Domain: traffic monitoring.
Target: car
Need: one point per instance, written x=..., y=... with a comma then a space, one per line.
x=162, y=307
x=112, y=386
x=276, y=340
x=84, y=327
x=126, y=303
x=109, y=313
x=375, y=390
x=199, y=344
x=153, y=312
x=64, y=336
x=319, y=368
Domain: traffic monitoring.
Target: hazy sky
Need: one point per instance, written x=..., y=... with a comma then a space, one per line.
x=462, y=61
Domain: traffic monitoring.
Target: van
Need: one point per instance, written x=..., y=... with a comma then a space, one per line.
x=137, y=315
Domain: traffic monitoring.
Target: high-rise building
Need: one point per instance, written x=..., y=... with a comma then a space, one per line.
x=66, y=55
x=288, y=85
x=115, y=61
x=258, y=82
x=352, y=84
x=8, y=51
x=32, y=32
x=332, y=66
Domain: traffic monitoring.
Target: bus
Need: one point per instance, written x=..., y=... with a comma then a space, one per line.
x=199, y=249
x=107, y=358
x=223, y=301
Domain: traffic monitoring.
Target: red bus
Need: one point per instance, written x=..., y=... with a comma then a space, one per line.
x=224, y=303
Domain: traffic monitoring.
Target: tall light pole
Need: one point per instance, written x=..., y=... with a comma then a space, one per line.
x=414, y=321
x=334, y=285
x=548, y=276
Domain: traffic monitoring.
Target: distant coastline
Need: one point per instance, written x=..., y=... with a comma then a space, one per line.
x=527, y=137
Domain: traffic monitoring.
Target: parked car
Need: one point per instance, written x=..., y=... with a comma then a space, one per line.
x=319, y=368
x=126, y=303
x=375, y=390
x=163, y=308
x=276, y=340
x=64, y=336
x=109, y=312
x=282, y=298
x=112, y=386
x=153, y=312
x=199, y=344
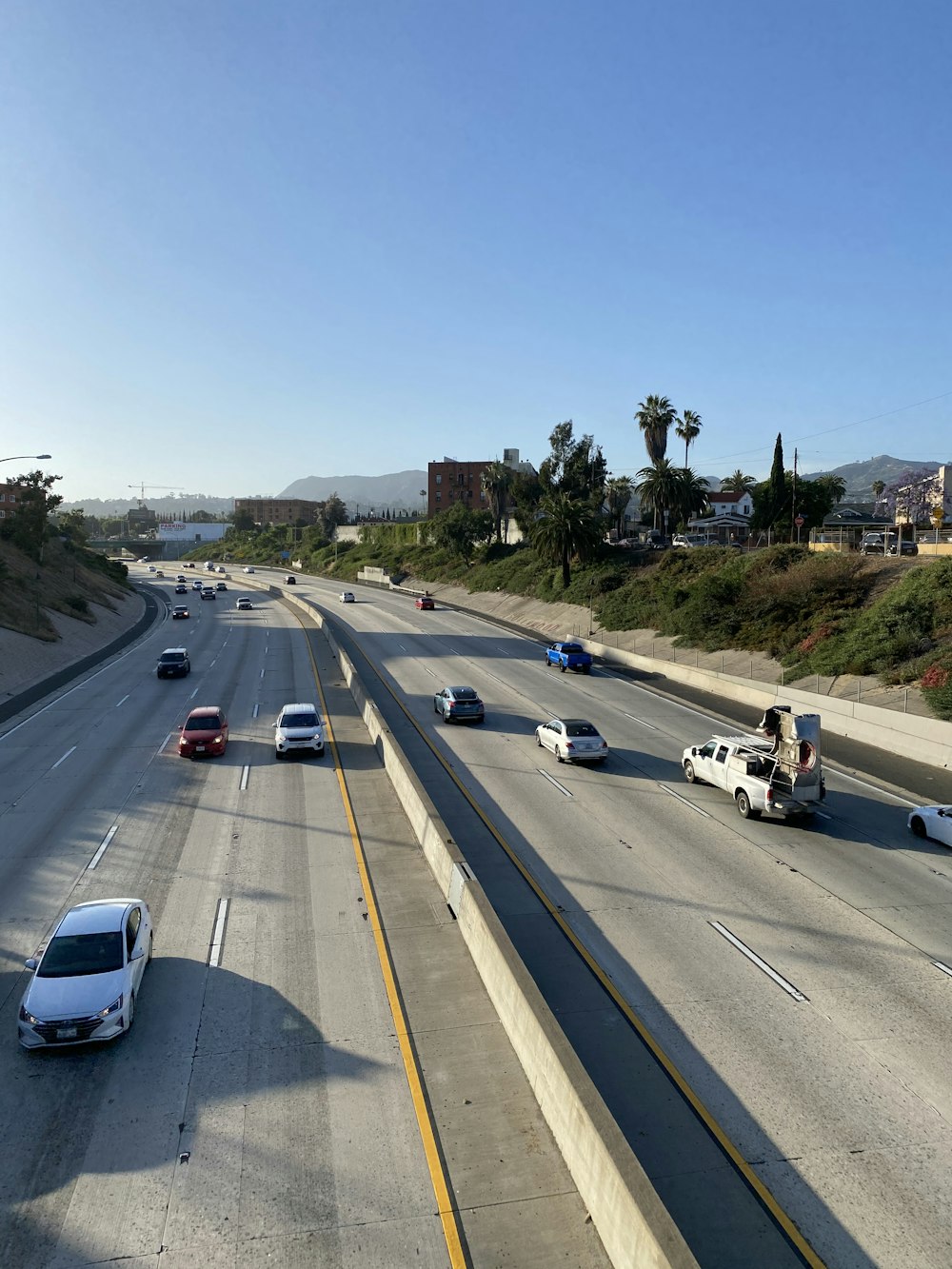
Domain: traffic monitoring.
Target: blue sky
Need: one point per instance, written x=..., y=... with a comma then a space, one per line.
x=243, y=243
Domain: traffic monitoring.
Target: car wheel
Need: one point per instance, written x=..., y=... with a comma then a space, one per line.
x=745, y=808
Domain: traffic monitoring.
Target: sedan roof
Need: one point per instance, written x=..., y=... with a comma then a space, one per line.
x=97, y=917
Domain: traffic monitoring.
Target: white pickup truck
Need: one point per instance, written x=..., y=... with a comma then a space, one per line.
x=777, y=772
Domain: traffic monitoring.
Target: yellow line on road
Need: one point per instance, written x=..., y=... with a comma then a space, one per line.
x=447, y=1212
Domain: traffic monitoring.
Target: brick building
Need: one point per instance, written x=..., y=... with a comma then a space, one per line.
x=278, y=510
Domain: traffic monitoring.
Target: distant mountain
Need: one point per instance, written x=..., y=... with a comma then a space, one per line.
x=396, y=490
x=860, y=476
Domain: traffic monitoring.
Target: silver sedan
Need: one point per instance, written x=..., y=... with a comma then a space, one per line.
x=932, y=822
x=573, y=740
x=87, y=980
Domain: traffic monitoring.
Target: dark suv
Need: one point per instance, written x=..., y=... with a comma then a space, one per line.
x=173, y=664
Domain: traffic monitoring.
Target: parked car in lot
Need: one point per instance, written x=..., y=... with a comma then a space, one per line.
x=173, y=663
x=459, y=704
x=205, y=731
x=87, y=980
x=573, y=740
x=932, y=822
x=299, y=728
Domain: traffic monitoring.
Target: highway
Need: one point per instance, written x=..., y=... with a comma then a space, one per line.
x=829, y=1073
x=266, y=1107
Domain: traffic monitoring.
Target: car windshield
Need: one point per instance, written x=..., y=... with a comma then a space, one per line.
x=579, y=728
x=71, y=955
x=204, y=723
x=301, y=720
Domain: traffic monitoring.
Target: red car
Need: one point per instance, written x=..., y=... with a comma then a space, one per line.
x=206, y=731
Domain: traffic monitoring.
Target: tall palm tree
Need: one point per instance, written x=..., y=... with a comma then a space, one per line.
x=619, y=491
x=738, y=483
x=497, y=481
x=688, y=429
x=655, y=416
x=566, y=528
x=659, y=486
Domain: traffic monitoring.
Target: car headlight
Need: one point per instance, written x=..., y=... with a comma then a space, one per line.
x=110, y=1009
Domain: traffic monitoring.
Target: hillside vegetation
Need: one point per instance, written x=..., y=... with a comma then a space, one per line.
x=68, y=580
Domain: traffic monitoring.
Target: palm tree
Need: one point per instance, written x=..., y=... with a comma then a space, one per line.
x=659, y=486
x=619, y=491
x=738, y=483
x=655, y=416
x=497, y=480
x=688, y=427
x=566, y=528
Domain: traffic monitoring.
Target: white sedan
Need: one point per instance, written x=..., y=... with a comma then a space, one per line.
x=86, y=982
x=932, y=822
x=573, y=740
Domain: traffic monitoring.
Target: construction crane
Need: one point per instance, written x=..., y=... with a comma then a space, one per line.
x=143, y=488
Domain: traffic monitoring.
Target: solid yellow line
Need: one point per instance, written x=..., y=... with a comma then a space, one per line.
x=712, y=1126
x=425, y=1122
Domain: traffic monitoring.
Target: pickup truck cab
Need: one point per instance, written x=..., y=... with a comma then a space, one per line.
x=569, y=656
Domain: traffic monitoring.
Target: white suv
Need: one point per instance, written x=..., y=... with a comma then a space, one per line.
x=299, y=726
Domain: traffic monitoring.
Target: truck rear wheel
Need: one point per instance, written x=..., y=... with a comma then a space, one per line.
x=744, y=807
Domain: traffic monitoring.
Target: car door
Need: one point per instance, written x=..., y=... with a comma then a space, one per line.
x=133, y=928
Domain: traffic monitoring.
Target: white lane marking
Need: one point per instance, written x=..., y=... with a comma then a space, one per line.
x=758, y=961
x=876, y=788
x=219, y=936
x=99, y=853
x=640, y=721
x=685, y=801
x=554, y=781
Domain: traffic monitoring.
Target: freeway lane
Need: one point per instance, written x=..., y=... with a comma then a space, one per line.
x=258, y=1108
x=841, y=1100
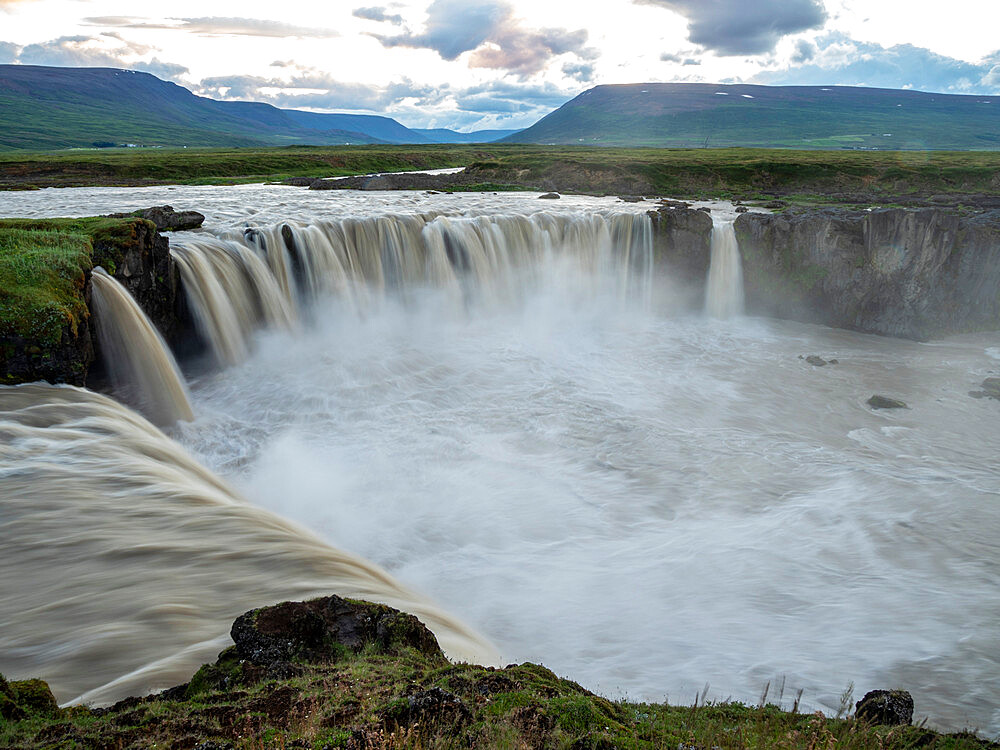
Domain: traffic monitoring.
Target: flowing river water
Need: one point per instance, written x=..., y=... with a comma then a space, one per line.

BRIEF:
From the first record to the last, copy everything exactly except the pictures.

REPLY:
Domain: traffic monitoring.
Target: car
Need: one point per instance, written x=..., y=... with a comma then a space, one per line.
x=162, y=307
x=112, y=386
x=276, y=340
x=84, y=327
x=126, y=303
x=109, y=313
x=375, y=390
x=199, y=344
x=153, y=312
x=64, y=336
x=319, y=368
Domain: traffic monitoring.
Target: hazy sky
Need: one point per instance, written x=..., y=... with a comma then a space, one per line.
x=462, y=61
Domain: traffic monitoring.
Target: van
Need: one point per instance, written x=..., y=... with a comma then a space, one per line.
x=137, y=315
Domain: traffic monitoring.
Target: high-rise building
Need: one point per instance, written x=..., y=... with a comma then a space, one per line.
x=66, y=55
x=288, y=85
x=115, y=61
x=258, y=82
x=352, y=84
x=8, y=51
x=32, y=32
x=332, y=66
Domain: traffic monitoring.
Target: bus
Need: one point per instance, written x=..., y=... with a comma then a space, one per line.
x=199, y=249
x=107, y=358
x=223, y=301
Domain: traffic monitoring.
Target: red bus
Need: one point per instance, written x=..., y=... with a comma then a space, one per line.
x=224, y=303
Domain: traffic monitoring.
Target: tall light pole
Need: one point per instance, written x=..., y=... with a comma then a space, one per line.
x=414, y=321
x=334, y=285
x=548, y=276
Domain: traffic monitoring.
Target: distant coastline
Need: one point per instance, written x=..., y=... with a comma then a space, one per line.
x=527, y=137
Domain: traffic monitoring.
Target: parked car
Need: one point per instance, written x=..., y=... with a comma then a space, one per line.
x=319, y=368
x=126, y=303
x=375, y=390
x=163, y=308
x=276, y=340
x=64, y=336
x=109, y=312
x=282, y=298
x=112, y=386
x=153, y=312
x=199, y=344
Domain: traffic monitoring.
Target: blue sky
Need: one point per instance, written x=..., y=... with a comma then a space, one per line.
x=243, y=243
Domain: traffic monitoring.
Target: car wheel
Need: one point per instance, written x=..., y=... with a comma then a space, one per line.
x=745, y=808
Domain: traffic monitoring.
Target: sedan roof
Need: one point per instance, written x=..., y=... with a comma then a space, one per line.
x=97, y=917
Domain: traffic monitoring.
Target: white pickup truck
Need: one point per instance, written x=..., y=... with a comma then a space, one per line.
x=777, y=772
Domain: traffic monitoring.
Target: yellow line on road
Need: one point per instance, written x=..., y=... with a comma then a space, one per line.
x=447, y=1212
Domain: traffic monitoring.
Target: brick building
Need: one point per instance, written x=..., y=... with a comma then a space, one per line.
x=278, y=510
Domain: traffic monitoring.
Target: distant mountain
Need: one point per instance, written x=..., y=... with a comma then a space, one per line.
x=396, y=490
x=860, y=476
Domain: traffic monitoring.
Target: silver sedan
Need: one point per instance, written x=..., y=... with a comma then a space, one per line.
x=932, y=822
x=573, y=740
x=87, y=980
Domain: traffic monitoring.
Target: dark suv
Need: one point per instance, written x=..., y=... with a comma then a space, one per line.
x=173, y=664
Domain: traffic monitoring.
Target: parked car in lot
Need: one point per instance, written x=..., y=... with a comma then a space, one per line.
x=173, y=663
x=459, y=704
x=205, y=731
x=87, y=980
x=573, y=740
x=932, y=822
x=299, y=728
Domain: traffic monitoring.
Target: highway
Need: one point per instance, written x=..., y=... with a comma then a space, one per line.
x=829, y=1073
x=266, y=1107
Domain: traffic monitoring.
Target: car windshield
Need: one point per instance, written x=..., y=... with a comma then a space, one per line.
x=579, y=728
x=71, y=955
x=204, y=723
x=301, y=720
Domain: traffic monitoring.
Target: red car
Need: one point per instance, written x=..., y=... with a comma then a space, one per line.
x=206, y=731
Domain: traffic monitoring.
Target: tall palm tree
Need: one point per instance, written x=..., y=... with a comma then a space, one per line.
x=619, y=491
x=738, y=483
x=497, y=481
x=688, y=429
x=655, y=416
x=566, y=528
x=659, y=486
Domain: traffic monitoring.
Target: car headlight
Need: one point per instance, written x=..., y=... with a comma then a space, one per line.
x=110, y=1009
Domain: traffic monitoring.
Target: hillside vegetation
Need: one point per instance, written x=..., y=... with a comma then a space, one per line.
x=68, y=580
Domain: traffic monitoring.
Target: palm tree
Need: one point per instance, written x=..., y=... with a comma then a space, one per line.
x=659, y=486
x=619, y=491
x=738, y=483
x=655, y=416
x=497, y=480
x=688, y=427
x=566, y=528
Domain: traffic monitoring.
Target: white sedan
Need: one point per instance, written x=..., y=... with a comma then a space, one per line.
x=86, y=982
x=932, y=822
x=573, y=740
Domain: traffic monitoring.
Target: construction crane
Need: one point per instance, written x=..., y=... with a comma then a space, one per line.
x=143, y=488
Domain: traffic monitoring.
Target: solid yellow line
Need: one point per instance, written x=..., y=... with a comma then a space, one per line.
x=712, y=1126
x=425, y=1122
Domain: traffic monitoring.
Target: pickup truck cab
Need: one point per instance, written x=..., y=... with a comma then a space, one per line.
x=569, y=656
Domain: traffic monitoring.
Target: white suv
Need: one point per instance, written x=..., y=... with a comma then a space, one per line.
x=299, y=726
Domain: traffic monitoring.
Target: truck rear wheel
Need: one point per instance, written x=..., y=... with a comma then a space, one per line.
x=744, y=807
Domain: traffic monitoring.
Target: car door
Need: one point per instance, written x=..., y=... with a comma then a space, one per line.
x=133, y=928
Domain: traffic monitoring.
Target: white lane marking
Need: one point per instance, written x=..., y=... with a comma then a space, one per line.
x=758, y=961
x=876, y=788
x=219, y=936
x=99, y=853
x=640, y=721
x=685, y=801
x=554, y=781
Domain: traffic monitoring.
Target: freeway lane
Need: one point per instance, written x=..., y=... with a comma then a space, one per line.
x=258, y=1108
x=841, y=1100
Domain: traffic monitoring.
Target: flowing river water
Need: one point per instance, written x=..., y=... with a comma then a space, one per line.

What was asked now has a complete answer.